AIM OF THE EXERCISE: Pull out every line of the material below that contains the word "Prompts", and copy each of those lines in full. Case counts, so match capital and small letters exactly.

SOURCE MATERIAL:
# # #

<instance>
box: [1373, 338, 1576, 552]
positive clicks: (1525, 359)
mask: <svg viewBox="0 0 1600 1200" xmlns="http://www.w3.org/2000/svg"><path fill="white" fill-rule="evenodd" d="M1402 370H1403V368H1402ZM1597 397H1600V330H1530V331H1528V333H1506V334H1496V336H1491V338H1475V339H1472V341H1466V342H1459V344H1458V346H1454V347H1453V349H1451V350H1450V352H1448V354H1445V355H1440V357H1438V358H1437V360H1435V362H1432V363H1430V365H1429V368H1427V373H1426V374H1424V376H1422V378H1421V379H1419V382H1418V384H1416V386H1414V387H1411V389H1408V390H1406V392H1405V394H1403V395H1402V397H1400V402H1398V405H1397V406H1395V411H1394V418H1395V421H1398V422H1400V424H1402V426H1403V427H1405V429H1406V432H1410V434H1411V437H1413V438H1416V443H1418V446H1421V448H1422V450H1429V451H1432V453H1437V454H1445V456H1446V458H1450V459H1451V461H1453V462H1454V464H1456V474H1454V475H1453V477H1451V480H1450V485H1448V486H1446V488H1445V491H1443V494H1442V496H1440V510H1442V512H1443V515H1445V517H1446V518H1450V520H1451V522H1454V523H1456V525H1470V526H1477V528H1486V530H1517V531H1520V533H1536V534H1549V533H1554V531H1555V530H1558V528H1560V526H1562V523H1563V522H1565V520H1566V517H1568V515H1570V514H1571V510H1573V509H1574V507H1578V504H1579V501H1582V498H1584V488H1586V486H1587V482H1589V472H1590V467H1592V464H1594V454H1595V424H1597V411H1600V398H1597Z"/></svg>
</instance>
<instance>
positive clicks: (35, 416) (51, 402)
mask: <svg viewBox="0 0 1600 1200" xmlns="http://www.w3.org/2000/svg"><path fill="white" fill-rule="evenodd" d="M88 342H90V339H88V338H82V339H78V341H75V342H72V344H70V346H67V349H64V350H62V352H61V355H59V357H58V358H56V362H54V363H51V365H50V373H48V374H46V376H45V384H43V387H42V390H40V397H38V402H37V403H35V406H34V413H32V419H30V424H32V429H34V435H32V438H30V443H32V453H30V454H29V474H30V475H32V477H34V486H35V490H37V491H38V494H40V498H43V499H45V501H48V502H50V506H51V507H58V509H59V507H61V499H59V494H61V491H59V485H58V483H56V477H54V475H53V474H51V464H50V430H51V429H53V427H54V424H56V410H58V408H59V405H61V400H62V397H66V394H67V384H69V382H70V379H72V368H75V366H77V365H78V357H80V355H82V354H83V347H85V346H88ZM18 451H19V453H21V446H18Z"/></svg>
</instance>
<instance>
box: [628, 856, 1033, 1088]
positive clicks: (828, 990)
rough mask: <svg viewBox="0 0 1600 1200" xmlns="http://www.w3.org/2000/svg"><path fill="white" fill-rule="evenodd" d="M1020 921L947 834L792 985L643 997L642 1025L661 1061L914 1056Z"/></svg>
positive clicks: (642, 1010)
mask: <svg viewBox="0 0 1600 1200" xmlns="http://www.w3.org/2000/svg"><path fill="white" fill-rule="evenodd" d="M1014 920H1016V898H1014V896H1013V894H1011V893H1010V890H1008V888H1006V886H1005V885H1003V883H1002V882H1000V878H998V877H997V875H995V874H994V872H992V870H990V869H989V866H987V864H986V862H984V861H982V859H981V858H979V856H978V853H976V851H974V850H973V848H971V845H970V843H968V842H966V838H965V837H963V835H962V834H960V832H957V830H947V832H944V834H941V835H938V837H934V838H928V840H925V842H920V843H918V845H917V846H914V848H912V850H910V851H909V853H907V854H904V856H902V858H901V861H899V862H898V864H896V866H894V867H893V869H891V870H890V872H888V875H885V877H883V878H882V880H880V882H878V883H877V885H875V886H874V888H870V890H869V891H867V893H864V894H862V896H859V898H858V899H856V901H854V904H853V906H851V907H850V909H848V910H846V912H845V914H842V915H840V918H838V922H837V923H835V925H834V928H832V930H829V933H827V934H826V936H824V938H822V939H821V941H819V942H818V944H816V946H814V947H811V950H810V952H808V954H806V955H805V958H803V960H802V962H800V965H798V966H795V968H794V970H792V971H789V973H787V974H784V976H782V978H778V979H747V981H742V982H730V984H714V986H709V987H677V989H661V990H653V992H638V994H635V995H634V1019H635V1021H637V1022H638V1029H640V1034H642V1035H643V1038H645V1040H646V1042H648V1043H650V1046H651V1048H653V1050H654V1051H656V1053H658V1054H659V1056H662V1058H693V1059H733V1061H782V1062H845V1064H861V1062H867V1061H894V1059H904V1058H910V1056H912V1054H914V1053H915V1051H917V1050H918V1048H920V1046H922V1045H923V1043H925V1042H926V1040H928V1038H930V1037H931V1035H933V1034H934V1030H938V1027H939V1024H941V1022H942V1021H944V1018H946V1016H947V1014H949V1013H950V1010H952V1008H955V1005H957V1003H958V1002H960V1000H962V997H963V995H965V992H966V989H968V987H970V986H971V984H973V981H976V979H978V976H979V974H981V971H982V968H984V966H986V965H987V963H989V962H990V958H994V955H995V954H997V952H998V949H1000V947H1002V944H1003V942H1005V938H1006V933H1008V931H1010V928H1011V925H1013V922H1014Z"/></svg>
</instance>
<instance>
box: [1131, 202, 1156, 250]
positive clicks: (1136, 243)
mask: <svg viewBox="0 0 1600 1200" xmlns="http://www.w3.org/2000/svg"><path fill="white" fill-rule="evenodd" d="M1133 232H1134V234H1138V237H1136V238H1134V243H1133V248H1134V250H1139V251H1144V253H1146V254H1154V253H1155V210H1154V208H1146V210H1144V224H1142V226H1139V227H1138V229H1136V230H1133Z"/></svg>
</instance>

# # #

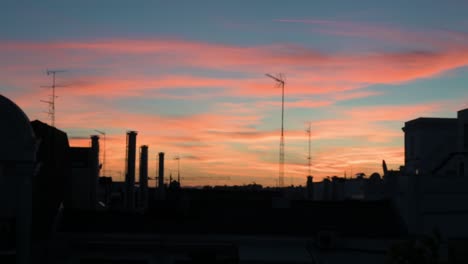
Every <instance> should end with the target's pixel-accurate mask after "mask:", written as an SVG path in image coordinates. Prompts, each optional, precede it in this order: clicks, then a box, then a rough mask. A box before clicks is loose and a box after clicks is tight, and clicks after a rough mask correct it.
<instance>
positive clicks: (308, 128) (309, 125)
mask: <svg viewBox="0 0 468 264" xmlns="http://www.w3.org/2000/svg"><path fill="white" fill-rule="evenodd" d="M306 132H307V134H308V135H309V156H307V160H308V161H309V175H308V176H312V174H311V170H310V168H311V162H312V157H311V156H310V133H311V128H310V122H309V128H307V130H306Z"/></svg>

# # #

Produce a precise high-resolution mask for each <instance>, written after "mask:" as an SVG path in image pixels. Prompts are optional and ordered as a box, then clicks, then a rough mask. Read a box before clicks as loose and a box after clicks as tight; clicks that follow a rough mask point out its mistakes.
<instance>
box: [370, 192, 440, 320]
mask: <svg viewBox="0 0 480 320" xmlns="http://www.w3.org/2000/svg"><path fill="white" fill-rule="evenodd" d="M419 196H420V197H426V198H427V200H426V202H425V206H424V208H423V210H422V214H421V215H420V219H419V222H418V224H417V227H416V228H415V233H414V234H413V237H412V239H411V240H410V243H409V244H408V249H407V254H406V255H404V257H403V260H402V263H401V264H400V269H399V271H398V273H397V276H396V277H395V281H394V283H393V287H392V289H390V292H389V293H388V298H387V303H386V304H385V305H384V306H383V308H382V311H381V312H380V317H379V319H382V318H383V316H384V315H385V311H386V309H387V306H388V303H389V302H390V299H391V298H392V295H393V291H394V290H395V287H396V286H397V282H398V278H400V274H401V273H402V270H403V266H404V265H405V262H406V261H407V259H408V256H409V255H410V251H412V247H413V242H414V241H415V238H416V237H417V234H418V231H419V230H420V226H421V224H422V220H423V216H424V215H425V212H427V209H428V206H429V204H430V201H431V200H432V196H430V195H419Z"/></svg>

# # #

RESULT FOR THIS EXERCISE:
Every <instance> should end with the target's pixel-accurate mask after "mask:", written as an SVG path in image coordinates. Prompts, each optional, precede it in this order: clicks, then a box, then a rough mask. A box before clicks is loose and a box after clicks is tight, and clicks after a rough mask correct it.
Produce a precise high-resolution mask for each <instance>, written after "mask:" as an SVG path in image pixels. Prompts are optional and ordered as a box, then clicks, then a rough mask. Read a box before clicks as loose and a box after clicks as tight; clicks that follow a rough mask point out its mistakes.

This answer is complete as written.